_EXCERPT_:

## start

Hello,

I’m getting a Json mapping exception errors when trying to use any cluster 
map/reduce operations on Zeppelin with Apache Spark, running on Mesos. Could 
somebody provide guidance? I feel my configuration is correct according to 
documentation I’ve read, and I can’t seem to figure out why the reduce commands 
are failing. 

Here are three (Scala) commands I tried in a fresh Zeppelin notebook, the first 
two work fine and the third fails:

> sc.getConf.getAll
res0: Array[(String, String)] = 
Array((spark.submit.pyArchives,pyspark.zip:py4j-0.8.2.1-src.zip), 
(spark.home,/cluster/spark), (spark.executor.memory,512m), 
(spark.files,file:/cluster/spark/python/lib/pyspark.zip,file:/cluster/spark/python/lib/py4j-0.8.2.1-src.zip),
 (spark.repl.class.uri,http://<IP_HIDDEN>:<PORT_HIDDEN>), (args,""), 
(zeppelin.spark.concurrentSQL,false), 
(spark.fileserver.uri,http://<IP_HIDDEN>:<PORT_HIDDEN>), 
(zeppelin.pyspark.python,python), (spark.scheduler.mode,FAIR), 
(zeppelin.spark.maxResult,1000), (spark.executor.id,driver), 
(spark.driver.port,<PORT_HIDDEN>), (zeppelin.dep.localrepo,local-repo), 
(spark.app.id,20151007-143704-2255525248-5050-29909-0013), 
(spark.externalBlockStore.folderName,spark-e7edd394-1618-4c18-b76d-9...

## end

In the forum post about Zeppelin and Spark, what value does the configuration output show for spark.executor.memory? The data that comes next is separate from the forum post.

_DATA SHOWN_:
## start

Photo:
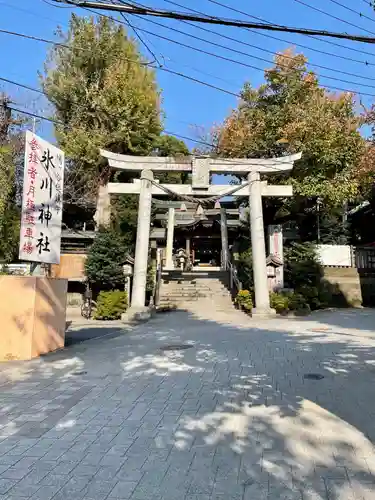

## end

_RESULT_:
512m